**EXTRAIT DU TEXTE:**
- - - -
"La tendance à l’électrification est évidente et seules des décisions folles pourraient encore l’arrêter"
Le facteur puissance
Fedagrim asbl est la Fédération Belge des Fournisseurs de machines, bâtiments et équipements et services connexes pour l'Agriculture et les Espaces Verts. Hans travaille actuellement sur le rapport annuel et, s’il ne veut pas donner de scoops, il peut par contre partager avec nous certaines constatations. L’élargissement de l’offre de machines et outils de jardin électriques et sur batterie constitue une première tendance qui se poursuit depuis déjà un certain temps. Le particulier semble avoir été convaincu plus vite que le professionnel. Le prix de revient et l’autonomie jouent-ils un rôle dans cette avancée à deux vitesses ou y a-t-il d’autres causes?
- - - -
**DONNÉES FOURNIES:**
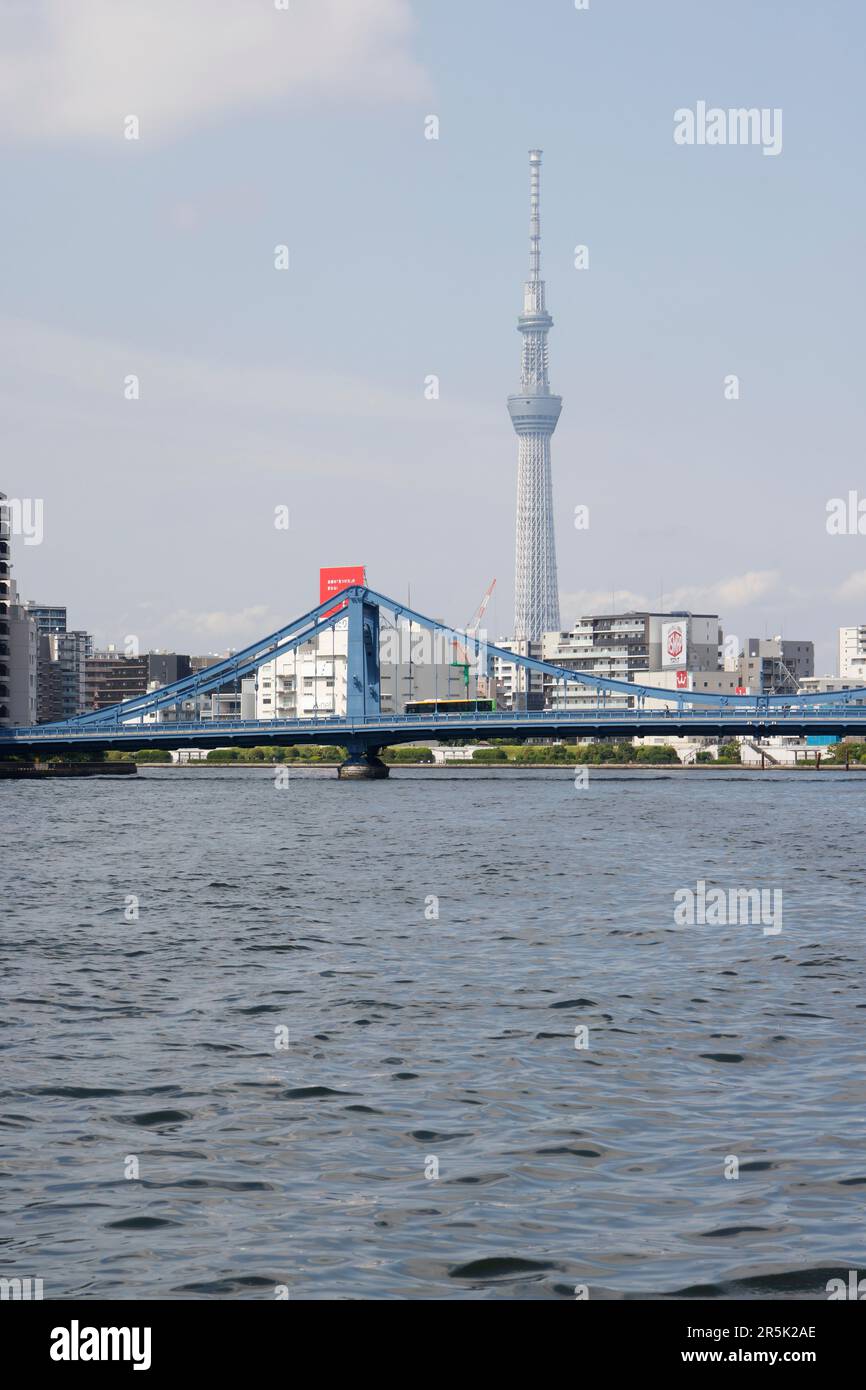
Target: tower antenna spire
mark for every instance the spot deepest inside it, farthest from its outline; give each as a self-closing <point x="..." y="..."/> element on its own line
<point x="535" y="214"/>
<point x="534" y="414"/>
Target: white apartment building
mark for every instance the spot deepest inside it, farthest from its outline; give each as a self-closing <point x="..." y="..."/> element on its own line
<point x="515" y="687"/>
<point x="310" y="681"/>
<point x="647" y="648"/>
<point x="852" y="655"/>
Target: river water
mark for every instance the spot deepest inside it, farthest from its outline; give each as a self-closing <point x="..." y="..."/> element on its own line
<point x="320" y="1040"/>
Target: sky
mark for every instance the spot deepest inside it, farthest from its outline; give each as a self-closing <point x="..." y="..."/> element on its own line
<point x="305" y="388"/>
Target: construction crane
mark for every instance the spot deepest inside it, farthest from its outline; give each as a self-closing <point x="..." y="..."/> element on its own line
<point x="471" y="627"/>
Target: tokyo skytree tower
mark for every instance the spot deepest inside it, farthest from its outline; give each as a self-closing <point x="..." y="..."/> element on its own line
<point x="534" y="414"/>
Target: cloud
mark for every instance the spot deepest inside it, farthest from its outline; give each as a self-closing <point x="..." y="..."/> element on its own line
<point x="854" y="587"/>
<point x="75" y="68"/>
<point x="248" y="623"/>
<point x="736" y="592"/>
<point x="41" y="359"/>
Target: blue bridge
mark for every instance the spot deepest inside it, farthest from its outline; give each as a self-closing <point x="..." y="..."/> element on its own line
<point x="153" y="720"/>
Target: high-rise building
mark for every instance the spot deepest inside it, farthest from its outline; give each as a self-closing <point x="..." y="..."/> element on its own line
<point x="647" y="648"/>
<point x="774" y="665"/>
<point x="24" y="651"/>
<point x="852" y="653"/>
<point x="534" y="414"/>
<point x="111" y="679"/>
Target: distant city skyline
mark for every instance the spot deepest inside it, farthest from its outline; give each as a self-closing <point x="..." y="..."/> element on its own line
<point x="306" y="388"/>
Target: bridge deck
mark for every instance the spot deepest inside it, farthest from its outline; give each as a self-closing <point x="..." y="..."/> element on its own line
<point x="398" y="729"/>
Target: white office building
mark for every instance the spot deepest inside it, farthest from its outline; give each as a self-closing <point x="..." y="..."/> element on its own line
<point x="310" y="681"/>
<point x="852" y="655"/>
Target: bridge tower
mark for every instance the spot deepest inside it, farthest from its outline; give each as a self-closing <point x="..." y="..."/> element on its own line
<point x="534" y="414"/>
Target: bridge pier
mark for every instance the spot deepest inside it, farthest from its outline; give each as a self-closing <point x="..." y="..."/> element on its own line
<point x="362" y="763"/>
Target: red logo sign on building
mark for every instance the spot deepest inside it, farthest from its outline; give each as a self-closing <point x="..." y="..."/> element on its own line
<point x="335" y="580"/>
<point x="674" y="644"/>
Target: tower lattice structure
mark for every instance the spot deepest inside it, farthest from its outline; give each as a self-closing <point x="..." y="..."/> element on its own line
<point x="534" y="414"/>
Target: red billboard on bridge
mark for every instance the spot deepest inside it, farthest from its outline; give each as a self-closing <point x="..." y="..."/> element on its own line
<point x="335" y="580"/>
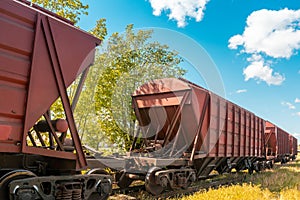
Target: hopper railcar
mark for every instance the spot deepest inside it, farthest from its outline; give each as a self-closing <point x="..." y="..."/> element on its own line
- - - -
**CONSIGNE 1:** Recopiez l'extrait sur l'électrification de « Le facteur puissance » à « a-t-il d’autres causes? ».
**CONSIGNE 2:**
D'après l'extrait sur l'électrification, les affirmations suivantes sont-elles justes ? Répondez par oui ou non et citez à chaque fois les mots du texte qui permettent de trancher.
(a) Fedagrim est une fédération belge de fournisseurs pour l'agriculture et les espaces verts.
(b) Hans a déjà terminé le rapport annuel.
(c) Les professionnels ont été convaincus plus vite que les particuliers.

**RÉPONSE COMPLÈTE 1:**
Le facteur puissance
Fedagrim asbl est la Fédération Belge des Fournisseurs de machines, bâtiments et équipements et services connexes pour l'Agriculture et les Espaces Verts. Hans travaille actuellement sur le rapport annuel et, s’il ne veut pas donner de scoops, il peut par contre partager avec nous certaines constatations. L’élargissement de l’offre de machines et outils de jardin électriques et sur batterie constitue une première tendance qui se poursuit depuis déjà un certain temps. Le particulier semble avoir été convaincu plus vite que le professionnel. Le prix de revient et l’autonomie jouent-ils un rôle dans cette avancée à deux vitesses ou y a-t-il d’autres causes?

**RÉPONSE COMPLÈTE 2:**
(a) Oui : « Fedagrim asbl est la Fédération Belge des Fournisseurs de machines, bâtiments et équipements et services connexes pour l'Agriculture et les Espaces Verts ».
(b) Non : « Hans travaille actuellement sur le rapport annuel ».
(c) Non : « Le particulier semble avoir été convaincu plus vite que le professionnel ».